Problema proposto 1 |
Segundo o texto sobre a Sabedoria estoica, quais são as quatro virtudes cardeais do Estoicismo?

As quatro virtudes cardeais do Estoicismo

Para o Estoicismo, existem quatro virtudes cardeais: Coragem, Temperança, Justiça e Sabedoria. São estas na verdade as virtudes que devem nortear a vida de estoico. Mas afinal, como discernir e aplicar cada uma delas nas situações práticas da vida?

É aqui que entra a virtude da Sabedoria. 

Conceituando a Sabedoria

Sabedoria é uma palavra derivada de Sophia, que é um termo de origem grega fundamental para a linguagem filosófica. Corresponde a uma forma superior de conhecimento prático que influi na vida de quem a possui. 

No sentido estoico, Sabedoria é ter o verdadeiro discernimento do que é certo e errado, do que é ou não apropriado para determinada situação, e isso pressupõe tanto um conhecimento teórico quanto uma atitude prática diante das questões colocadas pela vida.

Personificação da sabedoria (em grego, "Σοφία" ou "Sophia") na Biblioteca Celsus em Éfeso, Turquia.
“Associe-se com aqueles que irão lhe fazer um homem melhor. Dê boas-vindas àqueles que podem fazer você melhorar. O processo é mútuo; pois os homens aprendem enquanto ensinam” - Sêneca
“Se a sabedoria só me for concedida na condição de a guardar para mim, sem a compartilhar, então rejeitá-la-ei: nenhum bem há cuja posse não partilhada dê satisfação” - Sêneca

Sabedoria como autoconhecimento

Sabedoria também é autoconhecimento e a forma como lidamos com as nossas emoções e sentimentos. Nesse sentido, a sabedoria pressupõe que primeiramente precisamos nos conhecer e saber lidar com os nossos sentimentos de forma saudável, sem nos deixar abater ou influenciar de forma negativa por eles.

“Conhece-te a ti mesmo” é um aforismo grego que revela a importância do autoconhecimento, sendo uma frase bastante conhecida no ramo da Filosofia.

Photo by lilartsy on Unsplash

Sabedoria e conhecimento

Sabedoria não é a mesma coisa que conhecimento. Enquanto conhecimento pressupõe conhecer e saber das coisas, teorias, etc. A Sabedoria está na ordem prática da vida, em saber se conduzir pela vida, em saber se relacionar com as outras pessoas. 

Uma pessoa pode ter muito conhecimento sobre um determinado assunto, mas não o colocar em prática, não o testar no seu dia a dia. Nesse sentido, podemos perceber que a filosofia antiga, como bem coloca o escritor Pierre Hadot, era um modo de vida, ao contrário da filosofia apenas como cátedra universitária que conhecemos no mundo moderno.

A Sabedoria no Estoicismo

Na visão estoica, a Sabedoria é o conjunto de virtudes do Sábio, que inclui Moderação, Justiça e Coragem. Além disso, também engloba a compreensão da ordem cósmica, a qual se vincula à ordem moral do autodomínio e da justiça.

A Sabedoria corresponde ao atingimento perfeito da faculdade da razão, por meio do qual o homem compreende os desígnios do universo para si mesmo, tornando-se feliz. Mas essa compreensão só poderá ser atingida mediante o estudo e a prática do Estoicismo em sua vida diária.

Linhas a utilizar |
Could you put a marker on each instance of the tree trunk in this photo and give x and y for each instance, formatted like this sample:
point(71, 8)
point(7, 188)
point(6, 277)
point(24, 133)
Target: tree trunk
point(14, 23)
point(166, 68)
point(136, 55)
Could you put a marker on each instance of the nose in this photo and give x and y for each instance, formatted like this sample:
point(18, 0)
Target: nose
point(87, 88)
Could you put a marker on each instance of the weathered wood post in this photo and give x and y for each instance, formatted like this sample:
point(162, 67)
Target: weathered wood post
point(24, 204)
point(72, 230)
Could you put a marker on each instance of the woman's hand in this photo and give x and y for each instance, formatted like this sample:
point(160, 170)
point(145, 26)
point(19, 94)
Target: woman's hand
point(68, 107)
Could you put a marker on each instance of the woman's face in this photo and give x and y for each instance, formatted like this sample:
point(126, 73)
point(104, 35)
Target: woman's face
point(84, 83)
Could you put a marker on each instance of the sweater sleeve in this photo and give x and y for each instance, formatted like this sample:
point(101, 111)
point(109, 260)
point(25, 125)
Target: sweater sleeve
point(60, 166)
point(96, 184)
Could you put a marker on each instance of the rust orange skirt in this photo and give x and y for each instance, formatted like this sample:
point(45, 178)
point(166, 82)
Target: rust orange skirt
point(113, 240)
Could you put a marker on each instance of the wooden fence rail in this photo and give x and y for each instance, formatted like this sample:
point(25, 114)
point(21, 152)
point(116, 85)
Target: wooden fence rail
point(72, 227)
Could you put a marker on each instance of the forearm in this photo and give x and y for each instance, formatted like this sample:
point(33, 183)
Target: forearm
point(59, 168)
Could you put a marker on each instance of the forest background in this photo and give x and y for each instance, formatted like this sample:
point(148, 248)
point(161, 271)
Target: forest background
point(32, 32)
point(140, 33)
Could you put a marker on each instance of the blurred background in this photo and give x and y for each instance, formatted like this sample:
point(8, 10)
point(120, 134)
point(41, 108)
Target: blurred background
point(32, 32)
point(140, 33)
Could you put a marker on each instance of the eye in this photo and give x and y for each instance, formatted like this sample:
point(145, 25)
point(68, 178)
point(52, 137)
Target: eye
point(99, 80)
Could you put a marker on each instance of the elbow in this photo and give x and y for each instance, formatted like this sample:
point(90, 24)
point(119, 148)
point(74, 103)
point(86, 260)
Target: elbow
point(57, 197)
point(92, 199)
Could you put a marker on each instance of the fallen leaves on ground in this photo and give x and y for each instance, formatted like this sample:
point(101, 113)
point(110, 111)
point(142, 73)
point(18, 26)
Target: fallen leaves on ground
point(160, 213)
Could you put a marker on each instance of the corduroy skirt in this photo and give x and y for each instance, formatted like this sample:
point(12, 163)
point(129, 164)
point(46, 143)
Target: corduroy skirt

Problema proposto 2 |
Nas linhas de dados, reescreva fielmente o trecho que começa na linha que contém "Could you put a marker on each instance of the fallen" e termina na linha que contém "point(160, 213)", incluindo ambas.

Resposta escrita 1 |
Coragem, Temperança, Justiça e Sabedoria.

Resposta escrita 2 |
Could you put a marker on each instance of the fallen leaves on ground in this photo and give x and y for each instance, formatted like this sample:
point(101, 113)
point(110, 111)
point(142, 73)
point(18, 26)
Target: fallen leaves on ground
point(160, 213)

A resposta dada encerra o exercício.